* [Work to complete]: Repeat the material exactly, every line of it.

Excerpts of location labeling data:
--- START ---

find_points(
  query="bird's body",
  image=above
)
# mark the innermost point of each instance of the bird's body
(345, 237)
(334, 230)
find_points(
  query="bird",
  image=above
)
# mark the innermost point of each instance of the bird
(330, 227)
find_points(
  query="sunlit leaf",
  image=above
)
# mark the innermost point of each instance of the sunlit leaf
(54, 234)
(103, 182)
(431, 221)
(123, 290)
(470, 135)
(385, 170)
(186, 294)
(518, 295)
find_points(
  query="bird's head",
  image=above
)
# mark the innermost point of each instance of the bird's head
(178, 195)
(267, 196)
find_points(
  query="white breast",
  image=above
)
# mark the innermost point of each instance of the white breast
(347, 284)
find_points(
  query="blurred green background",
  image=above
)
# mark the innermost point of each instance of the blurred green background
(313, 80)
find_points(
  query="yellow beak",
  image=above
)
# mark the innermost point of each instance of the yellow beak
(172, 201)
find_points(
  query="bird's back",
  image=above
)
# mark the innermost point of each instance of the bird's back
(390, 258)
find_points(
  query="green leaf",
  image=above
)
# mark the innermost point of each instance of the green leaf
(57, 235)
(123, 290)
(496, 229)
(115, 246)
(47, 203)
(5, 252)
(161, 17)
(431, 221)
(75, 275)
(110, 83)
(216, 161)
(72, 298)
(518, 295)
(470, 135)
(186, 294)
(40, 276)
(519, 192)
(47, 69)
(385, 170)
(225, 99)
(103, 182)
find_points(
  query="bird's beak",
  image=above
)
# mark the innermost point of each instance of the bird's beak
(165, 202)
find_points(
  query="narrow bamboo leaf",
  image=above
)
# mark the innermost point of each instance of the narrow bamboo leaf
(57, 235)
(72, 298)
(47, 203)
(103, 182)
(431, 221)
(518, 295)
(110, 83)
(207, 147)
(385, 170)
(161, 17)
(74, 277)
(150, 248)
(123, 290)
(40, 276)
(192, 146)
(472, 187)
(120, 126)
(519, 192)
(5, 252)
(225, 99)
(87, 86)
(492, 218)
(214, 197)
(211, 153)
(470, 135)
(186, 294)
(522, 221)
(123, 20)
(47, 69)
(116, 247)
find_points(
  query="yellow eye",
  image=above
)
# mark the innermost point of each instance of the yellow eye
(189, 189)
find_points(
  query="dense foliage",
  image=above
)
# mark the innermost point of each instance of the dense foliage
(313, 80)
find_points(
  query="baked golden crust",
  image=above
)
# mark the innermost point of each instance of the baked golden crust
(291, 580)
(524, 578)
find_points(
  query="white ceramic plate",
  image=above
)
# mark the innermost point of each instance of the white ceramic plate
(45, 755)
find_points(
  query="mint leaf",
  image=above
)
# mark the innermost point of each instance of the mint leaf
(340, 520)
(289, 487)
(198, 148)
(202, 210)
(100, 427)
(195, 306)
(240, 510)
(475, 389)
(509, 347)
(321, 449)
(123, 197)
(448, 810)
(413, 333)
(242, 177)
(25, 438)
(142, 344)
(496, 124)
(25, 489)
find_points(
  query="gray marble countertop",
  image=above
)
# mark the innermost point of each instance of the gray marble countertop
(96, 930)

--- END ---

* [The response]:
find_points(
  query="bird's body",
  image=above
)
# mark the innermost point of each instance of the bird's body
(345, 237)
(334, 230)
find_points(
  query="bird",
  image=above
)
# mark the innermost point of each instance of the bird
(330, 227)
find_points(
  query="sunlit leaf",
  image=above
)
# mark the innermost point of each instance of the sunlit leaf
(54, 234)
(103, 182)
(431, 221)
(123, 290)
(470, 135)
(385, 170)
(186, 294)
(518, 295)
find_points(
  query="bird's head",
  image=above
)
# mark the innermost point of each instance of the bird's head
(178, 195)
(267, 196)
find_points(
  query="white breast",
  image=above
)
# mark the innermost point of each instance of the white breast
(347, 284)
find_points(
  query="blurred green background",
  image=above
)
# mark the innermost point of each instance of the blurred green background
(313, 80)
find_points(
  query="yellow beak",
  image=above
)
# mark the innermost point of each instance of the yellow beak
(172, 201)
find_points(
  query="bird's back",
  image=above
)
# mark the innermost point of each instance of the bird's back
(390, 258)
find_points(
  query="green leaf",
  image=above
)
# mark the innermost point of each instance of the green leaf
(57, 235)
(123, 290)
(496, 229)
(115, 246)
(47, 203)
(5, 252)
(161, 17)
(431, 221)
(75, 275)
(110, 83)
(216, 161)
(72, 298)
(518, 295)
(470, 135)
(186, 294)
(40, 276)
(519, 192)
(47, 69)
(385, 170)
(225, 99)
(103, 182)
find_points(
  query="bird's beak",
  image=above
)
# mark the innermost point of each instance of the bird's beak
(165, 202)
find_points(
  query="narrow bamboo leaf",
  image=above
)
# mark the innermost point of each instance of the narrow bamboo leaf
(57, 235)
(72, 298)
(47, 203)
(103, 182)
(431, 221)
(518, 295)
(110, 83)
(207, 147)
(385, 170)
(161, 17)
(74, 277)
(150, 248)
(123, 290)
(40, 276)
(192, 146)
(472, 187)
(120, 126)
(519, 192)
(5, 252)
(225, 99)
(87, 86)
(492, 218)
(214, 197)
(211, 153)
(470, 135)
(186, 294)
(522, 221)
(123, 20)
(47, 69)
(116, 247)
find_points(
  query="yellow eye",
  image=above
)
# mark the innermost point of each instance of the yellow eye
(189, 189)
find_points(
  query="dense foliage",
  image=above
)
# mark the innermost point of each instance of the dense foliage
(313, 80)
find_points(
  query="baked golden crust",
  image=above
)
# mark the innermost point of each instance of the baked golden crust
(291, 580)
(524, 578)
find_points(
  query="white ceramic plate",
  image=above
)
# mark the innermost point of each instance of the white ceramic plate
(45, 755)
find_points(
  query="mint leaf",
  image=above
)
# mark the innermost point of each instance of the mint leaf
(340, 520)
(289, 487)
(198, 148)
(202, 210)
(100, 427)
(195, 306)
(240, 510)
(475, 389)
(509, 347)
(321, 449)
(123, 197)
(448, 810)
(413, 333)
(242, 177)
(25, 438)
(142, 344)
(496, 124)
(25, 489)
find_points(
  query="gray marble countertop",
  image=above
)
# mark the innermost point of each instance of the gray marble countertop
(96, 930)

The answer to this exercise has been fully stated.